When you heard the racist remarks of Los Angeles Clippers owner Donald Sterling, what was your reaction?

I wasn’t really shocked or anything. Because of what I saw after the incident after the NFC championship game. You’ve got a lot of racial backlash, and a lot of racist comments that were uncalled for – I can never see a time where racism is called for. So it didn’t shock me as much as it would have had I not experienced that personally, had I not seen those things.

Because it showed me that America still had some progress to make. On equality, and understanding that it doesn’t matter what color you are, you treat people as people. And whether a good person or a bad person, you don’t judge them off the color of their skin. You can know a person is a good person or a bad person by who they are, not by what they look like. In that situation, it just seems like a lot of people gave him a lot of flack, well deserved, but you know – I feel like a lot more people were surprised then they should have been.

That’s why a lot of people shy away from the conversation that I forced on us in January. People want to it to be done, they want that uncomfortable truth to be over with, they want the racism to be done, they want to believe everything is great and hunky-dory. And it’s not. There’s a lot of racism still alive and still active. And it just forced America to rethink it once again. And to really, really understand that racism isn’t gone. We have to actively push it out. And snuff it out.

NBA commissioner Adam Silver banned Donald Sterling for life. Do you think if an NFL owner made similar comments, would commissioner Roger Goodell react in the same way, and do you think an owner would be banned for life?

No I don’t. Because we have an NFL team called the Redskins. I don’t think the NFL really is as concerned as they show. The NFL is more of a bottom line league. If it doesn’t affect their bottom line, they’re not as concerned.

Do you hope the Sterling incident can be a touchstone to force some change on the Redskins issue?

I would hope it would help. It’d help reinitiate the conversation. And at least there would be another discussion. You know, I think the discussion has stopped. And the public has just accepted it. And I think there should be more conversations. But it is what it is.

You’re confident that the NFL would not have reacted like the NBA did because they already have a team name like the Redskins. So to you, that says a lot, right?

It does. It says a whole lot.

Thursday marks the start of the NFL Draft. What was that experience like for you back in 2011? Seattle selected you with its 23rd pick in the 5th round. Did you expect to go higher?

I was excited when I got the call. But I was definitely disappointed, I fell so late. I was told by multiple teams that I would go earlier on the second day [NOTE: when the second and third round selections are announced]. I was called on the second day. And teams said they would bring me. And nothing transpired. So that was disappointing. You feel like teams lie to you. And so it was an emotional roller coaster. During days like that, when you expect to get picked on the second day, the time to wait for the third day feels like you’re waiting years. And when it finally comes, and you don’t get picked the whole fourth round, then it feels like an eternity. Where you’re like, ‘Oh, my God, am I not going to get picked at all? Was it all for naught? It it done?’ Then you finally get picked, and it’s you know, all those worries go away for a second.
____________
▸ **Stated problem 1**
In the interview above, condense the paragraph beginning "That's why a lot of people shy away" into a short bulleted list of its main points.
▸ **Stated problem 2**
According to the interview, in which round and with which pick did Seattle select the interviewee in 2011?

▸ **Data extract**
____________
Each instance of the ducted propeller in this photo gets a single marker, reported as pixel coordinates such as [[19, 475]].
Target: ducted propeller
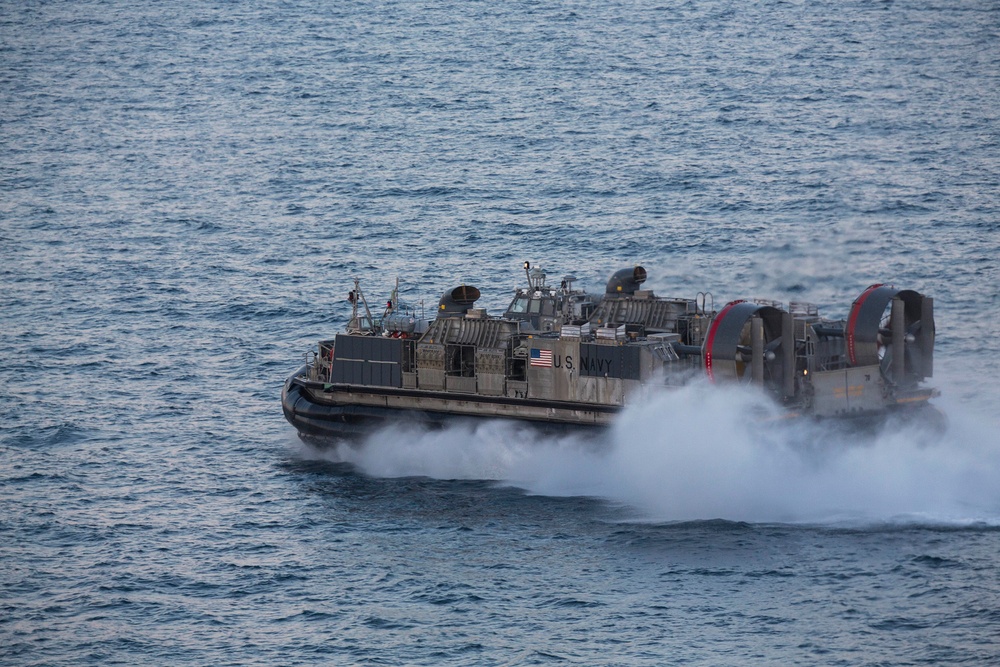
[[887, 324], [744, 343]]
____________
▸ **Written solution 1**
- Many people avoid the conversation about racism that was forced on them in January.
- People want the uncomfortable truth to be over and want to believe everything is fine.
- It isn't: a lot of racism is still alive and active.
- The incident made America rethink racism and see that it isn't gone.
- Racism has to be actively pushed out and snuffed out.

▸ **Written solution 2**
In the 5th round, with its 23rd pick.